* **Страница**:

Федор Иванович Тютчев - Страница 9


К оглавлению

9

Или вот еще отрывок:


Вновь твои я вижу очи,
И один твой нежный взгляд
Киммерийской грустной ночи
Вдруг развеял сонный хлад.
Воскресает предо мною
Край иной – родимый край,
Словно прадедов виною
Для сынов погибший рай…
Сновиденьем безобразным
Скрылся Север роковой;
Сводом легким и прекрасным
Светит небо надо мной.
Снова жадными очами
Свет живительный я пью
И под чистыми лучами
Край волшебный узнаю.

Напротив того, русская природа, русская деревня не обладали для него живой притягательной силой, хотя он понимал и высоко ценил их, так сказать, внутреннюю, духовную красоту. Он даже в течение двух недель не в состоянии был переносить пребывания в русской деревенской глуши, например в своем родовом поместье Брянского уезда, куда почти каждое лето переезжала на житье его супруга с детьми. Не получать каждое утро новых газет и новых книг, не иметь ежедневного общения с образованным кругом людей, не слышать около себя шумной, общественной жизни – было для него невыносимо. Хозяйственные интересы, как легко можно поверить, для него вовсе не существовали. Ведая свою «непрактичность», он и не заглядывал в управление имением. Даже мудрено себе и вообразить Тютчева в русском селе, между русскими крестьянами, в сношениях и беседах с мужиком. Так, казалось, мало было между ними общего…

А между тем Тютчев положительно пламенел любовью к России: как ни высокопарно кажется это выражение, но оно верно… И вот опять новое внутреннее противоречие – в дополнение к тому множеству противоречий, которым, как мы видели, осложнялось все его бытие!

Но если под «любовью к России» понимать то же, что обыкновенно разумеется под словом «патриотизм», то здесь почти нет и места противоречию. Потому что «патриотизм», в котором никогда в России не было недостатка, именно-то в России вовсе и не означал ни уважения, ни даже простого сочувствия к русской народности. Отстаивая с беспримерным мужеством политическое существование русского государства, патриотизм не выдерживал столкновения с нравственным натиском Западной Европы и, охраняя целость внешних пределов, трусливо пасовал и поступался русской национальностью в области бытовой и духовной… Что мог, казалось, кроме чувства любви к отечеству, противопоставить молодой Тютчев, переехав в чужие края, враждебному к русской народности авторитету европейской цивилизации, всем этим неприязненным умственным силам во всеоружии науки, знания, крепких систем? Что способна была ему дать, чем напутствовать его в оны годы Россия?

Не кстати ли будет здесь обновить несколько в памяти тот двадцатидвухлетний период русской исторической жизни и общественного самосложения, который совершился вне всякого участия и вдали от Тютчева – и в то же время без всякого с своей стороны воздействия на развитие самого поэта?

* **Записанные данные**:
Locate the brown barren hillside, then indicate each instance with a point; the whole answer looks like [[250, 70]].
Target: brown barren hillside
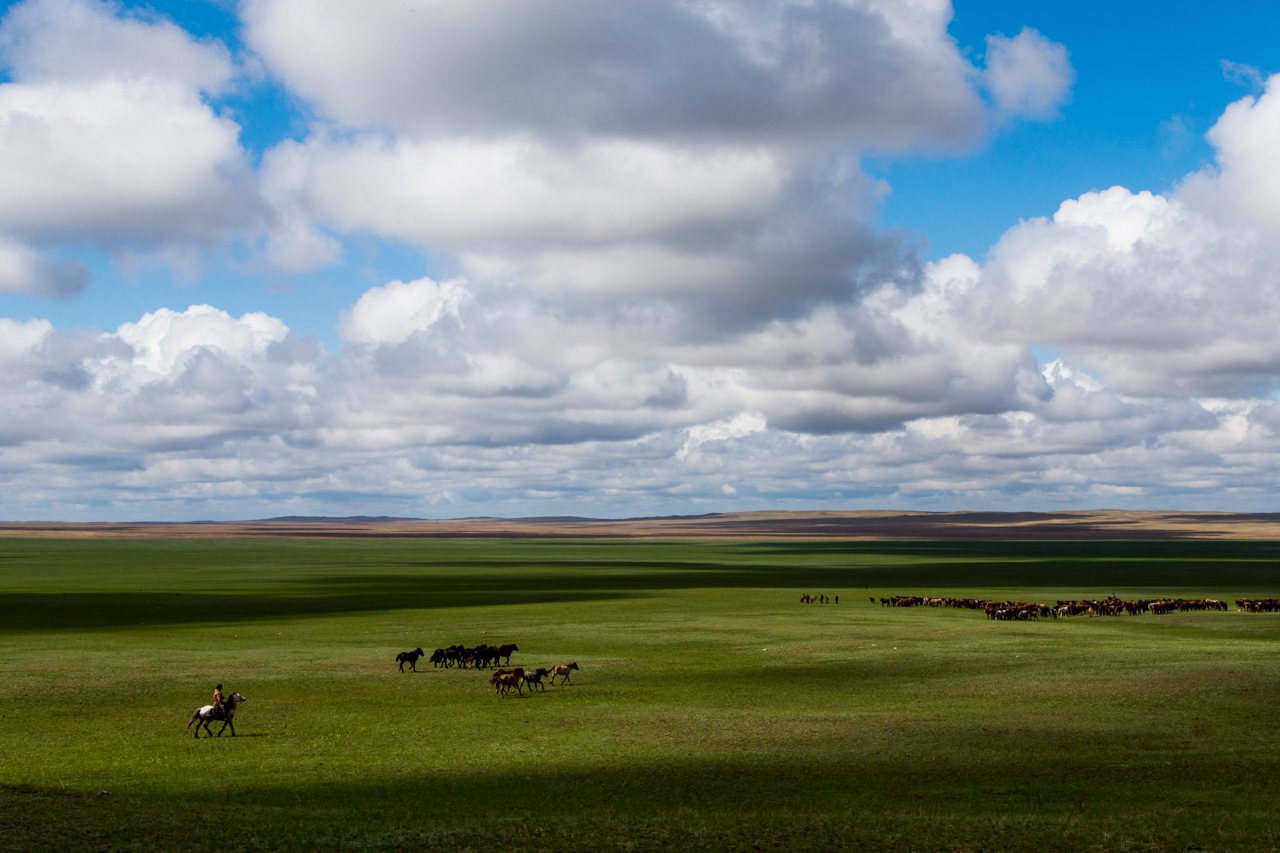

* **Задания**:
1) В каком уезде, согласно тексту о Тютчеве, находилось родовое поместье поэта?
2) Перепишите без изменений фрагмент текста о Тютчеве, начиная со слов «Воскресает предо мною» и заканчивая словами «Край волшебный узнаю.».

* **Ответы**:
1) В Брянском уезде.

2)
Воскресает предо мною
Край иной – родимый край,
Словно прадедов виною
Для сынов погибший рай…
Сновиденьем безобразным
Скрылся Север роковой;
Сводом легким и прекрасным
Светит небо надо мной.
Снова жадными очами
Свет живительный я пью
И под чистыми лучами
Край волшебный узнаю.